> Textauszug
*****

Medizin für die Wirtschaft
Autor: Sandra Hackenberg
Kronach, Dienstag, 14. April 2020
Morgen werden die aktuellen Arbeitslosenzahlen veröffentlicht - sie werden die Folgen des Corona-Virus auf die heimische Wirtschaft verdeutlichen. Doch ohne die Kurzarbeit würde es laut dem Experten noch viel düsterer aussehen.
Zahlenreihen, die ein ganzes Buch füllen könnten. Seite um Seite geht sie Matthias Klar durch, erstellt Grafiken und Tabellen, die am morgigen Donnerstag veröffentlicht werden. Das ist für den Pressesprecher der Arbeitsagentur Bamberg-Coburg nichts Neues. Doch dieser Arbeitsmarktbericht ist anders. Seine Zahlen erzählen die Schicksale tausender Menschen. Und leider haben die Geschichten - vorerst - kein Happy End. Steigende Arbeitslosigkeit, Kurzarbeit und dazwischen vereinzelt Stellenangebote in systemrelevanten Branchen: An diesen Faktoren - neben den Infektionszahlen - werden sich die Auswirkungen von Covid-19 messen.

*****

> Vorliegende Zeilen
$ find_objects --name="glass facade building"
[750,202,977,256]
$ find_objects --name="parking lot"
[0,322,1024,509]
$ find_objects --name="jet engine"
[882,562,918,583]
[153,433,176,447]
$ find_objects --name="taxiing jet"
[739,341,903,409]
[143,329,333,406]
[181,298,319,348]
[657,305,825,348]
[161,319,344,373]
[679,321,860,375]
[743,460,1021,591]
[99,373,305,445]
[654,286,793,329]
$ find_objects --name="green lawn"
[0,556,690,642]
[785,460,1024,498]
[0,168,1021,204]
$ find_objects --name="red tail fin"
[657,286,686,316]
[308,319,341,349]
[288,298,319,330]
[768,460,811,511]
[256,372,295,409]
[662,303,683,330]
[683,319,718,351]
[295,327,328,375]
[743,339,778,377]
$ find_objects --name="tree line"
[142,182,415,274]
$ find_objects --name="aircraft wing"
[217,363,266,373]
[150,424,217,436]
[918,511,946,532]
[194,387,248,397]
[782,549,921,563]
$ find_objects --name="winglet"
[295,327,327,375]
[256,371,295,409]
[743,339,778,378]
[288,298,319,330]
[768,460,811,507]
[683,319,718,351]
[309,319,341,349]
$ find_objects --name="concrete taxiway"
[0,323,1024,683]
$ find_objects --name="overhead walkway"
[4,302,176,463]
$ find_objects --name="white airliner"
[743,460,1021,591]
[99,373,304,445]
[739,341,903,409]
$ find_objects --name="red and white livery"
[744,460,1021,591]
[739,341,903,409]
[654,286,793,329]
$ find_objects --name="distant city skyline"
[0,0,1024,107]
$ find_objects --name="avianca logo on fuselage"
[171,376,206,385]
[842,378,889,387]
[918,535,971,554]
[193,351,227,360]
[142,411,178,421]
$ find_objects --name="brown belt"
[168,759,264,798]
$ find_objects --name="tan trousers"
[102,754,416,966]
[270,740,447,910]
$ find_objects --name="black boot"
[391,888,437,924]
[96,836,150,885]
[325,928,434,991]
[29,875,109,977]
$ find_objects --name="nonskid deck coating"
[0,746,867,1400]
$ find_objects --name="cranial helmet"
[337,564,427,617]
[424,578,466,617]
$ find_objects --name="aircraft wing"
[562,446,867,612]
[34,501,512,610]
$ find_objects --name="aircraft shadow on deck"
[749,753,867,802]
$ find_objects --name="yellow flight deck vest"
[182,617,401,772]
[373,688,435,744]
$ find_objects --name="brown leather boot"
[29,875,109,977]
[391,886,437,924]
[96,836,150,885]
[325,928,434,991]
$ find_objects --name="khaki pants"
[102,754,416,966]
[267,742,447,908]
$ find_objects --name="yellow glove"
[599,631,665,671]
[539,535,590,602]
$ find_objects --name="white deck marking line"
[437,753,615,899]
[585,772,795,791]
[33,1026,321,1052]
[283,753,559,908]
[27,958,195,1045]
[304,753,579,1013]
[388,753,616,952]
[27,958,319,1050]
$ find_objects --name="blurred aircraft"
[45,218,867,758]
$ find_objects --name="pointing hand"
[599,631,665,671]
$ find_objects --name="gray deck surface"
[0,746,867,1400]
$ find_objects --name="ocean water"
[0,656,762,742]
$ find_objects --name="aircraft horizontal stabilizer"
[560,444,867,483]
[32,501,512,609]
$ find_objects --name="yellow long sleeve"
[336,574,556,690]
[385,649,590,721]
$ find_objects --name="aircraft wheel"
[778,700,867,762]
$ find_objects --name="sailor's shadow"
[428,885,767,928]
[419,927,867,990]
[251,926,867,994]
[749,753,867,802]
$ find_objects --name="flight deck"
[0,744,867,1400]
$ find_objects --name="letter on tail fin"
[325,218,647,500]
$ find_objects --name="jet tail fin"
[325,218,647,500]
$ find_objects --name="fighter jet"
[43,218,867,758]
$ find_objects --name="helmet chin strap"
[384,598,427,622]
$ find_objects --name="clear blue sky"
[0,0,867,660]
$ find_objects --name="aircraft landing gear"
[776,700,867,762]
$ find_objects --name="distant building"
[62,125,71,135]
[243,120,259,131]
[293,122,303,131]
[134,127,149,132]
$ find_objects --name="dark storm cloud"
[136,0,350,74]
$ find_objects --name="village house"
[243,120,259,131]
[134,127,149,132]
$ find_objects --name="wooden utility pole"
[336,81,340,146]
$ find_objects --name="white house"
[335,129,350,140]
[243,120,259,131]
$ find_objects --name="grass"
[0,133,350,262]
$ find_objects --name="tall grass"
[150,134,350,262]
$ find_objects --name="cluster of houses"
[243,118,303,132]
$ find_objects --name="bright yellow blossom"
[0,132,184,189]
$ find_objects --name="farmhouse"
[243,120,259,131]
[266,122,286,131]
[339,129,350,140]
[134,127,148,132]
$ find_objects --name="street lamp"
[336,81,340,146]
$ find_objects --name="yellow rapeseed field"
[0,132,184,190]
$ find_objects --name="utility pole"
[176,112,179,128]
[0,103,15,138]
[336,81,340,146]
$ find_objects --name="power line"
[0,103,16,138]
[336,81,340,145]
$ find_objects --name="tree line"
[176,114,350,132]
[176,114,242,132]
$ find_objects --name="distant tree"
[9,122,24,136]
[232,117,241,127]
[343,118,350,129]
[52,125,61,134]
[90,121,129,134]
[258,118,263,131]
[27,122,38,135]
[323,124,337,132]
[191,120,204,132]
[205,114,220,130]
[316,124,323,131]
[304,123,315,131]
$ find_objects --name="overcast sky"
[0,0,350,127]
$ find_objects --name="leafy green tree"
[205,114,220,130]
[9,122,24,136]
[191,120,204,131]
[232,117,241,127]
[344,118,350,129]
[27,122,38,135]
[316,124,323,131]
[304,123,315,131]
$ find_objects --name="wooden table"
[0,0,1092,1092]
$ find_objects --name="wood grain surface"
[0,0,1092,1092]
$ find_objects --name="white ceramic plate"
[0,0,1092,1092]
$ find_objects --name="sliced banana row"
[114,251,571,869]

*****

> Aufgaben und Übungen
**a)** Zähle alle Faktoren auf, an denen sich laut dem Artikel über die Corona-Folgen für die Wirtschaft die Auswirkungen von Covid-19 messen werden.
**b)** Schreib den Artikel über die Corona-Folgen für die Wirtschaft nach seinem letzten Satz weiter.

> Antworten
**a)**
- Steigende Arbeitslosigkeit
- Kurzarbeit
- Vereinzelte Stellenangebote in systemrelevanten Branchen
- Infektionszahlen

**b)**
"Wir müssen leider damit rechnen, dass die Arbeitslosenzahlen signifikant ansteigen." Für gewöhnlich geht die Arbeitslosigkeit in dieser Jahreshälfte leicht zurück. Diesmal wird der Trend in die andere Richtung zeigen. Eine Entwicklung in diesem Ausmaß lässt selbst einen erfahrenen Mann der Zahlen emotional werden. "Was wir bei all den Statistiken nie vergessen dürfen: Es handelt sich hier um Menschen und persönliche Schicksale." Um annähernd vergleichbare Tabellen zu finden, muss Klar in der Chronik weit zurückgehen. "Die Wirtschaftskrise 2009 hat vor allem größere Unternehmen getroffen, weil die Ursache da wirtschaftlicher Natur war. Doch diese Krise trifft alle Unternehmen gleich."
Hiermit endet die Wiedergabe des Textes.